• Task
Write out, word for word, every line from the one containing "[detect] twig" through the final line of the records.

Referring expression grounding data

★ ★ ★

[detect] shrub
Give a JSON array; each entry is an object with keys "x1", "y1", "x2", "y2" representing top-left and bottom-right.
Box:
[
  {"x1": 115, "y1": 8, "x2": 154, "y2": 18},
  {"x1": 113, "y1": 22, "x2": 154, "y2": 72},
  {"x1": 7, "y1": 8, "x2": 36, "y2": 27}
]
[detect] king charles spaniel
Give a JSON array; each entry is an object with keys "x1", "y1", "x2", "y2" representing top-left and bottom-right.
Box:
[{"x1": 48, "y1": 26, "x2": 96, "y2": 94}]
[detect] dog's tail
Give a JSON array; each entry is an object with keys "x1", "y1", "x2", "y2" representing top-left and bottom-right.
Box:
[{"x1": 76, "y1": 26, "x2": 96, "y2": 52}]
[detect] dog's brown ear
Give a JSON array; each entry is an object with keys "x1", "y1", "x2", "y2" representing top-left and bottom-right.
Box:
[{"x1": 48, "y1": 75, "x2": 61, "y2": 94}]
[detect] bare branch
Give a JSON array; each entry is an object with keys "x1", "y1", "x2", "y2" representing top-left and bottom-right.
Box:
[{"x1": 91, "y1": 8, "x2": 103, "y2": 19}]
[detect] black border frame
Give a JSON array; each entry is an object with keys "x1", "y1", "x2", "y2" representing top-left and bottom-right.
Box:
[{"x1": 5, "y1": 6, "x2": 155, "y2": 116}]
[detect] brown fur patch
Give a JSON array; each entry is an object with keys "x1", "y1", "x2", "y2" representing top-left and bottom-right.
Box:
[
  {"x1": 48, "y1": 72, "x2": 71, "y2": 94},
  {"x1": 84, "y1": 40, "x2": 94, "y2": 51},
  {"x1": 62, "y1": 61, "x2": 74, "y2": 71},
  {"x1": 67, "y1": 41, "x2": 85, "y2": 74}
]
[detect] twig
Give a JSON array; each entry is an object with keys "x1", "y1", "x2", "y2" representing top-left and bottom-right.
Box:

★ ★ ★

• Worked solution
[detect] twig
Give a JSON array; each entry is an object with keys "x1", "y1", "x2", "y2" representing top-left and bottom-right.
Box:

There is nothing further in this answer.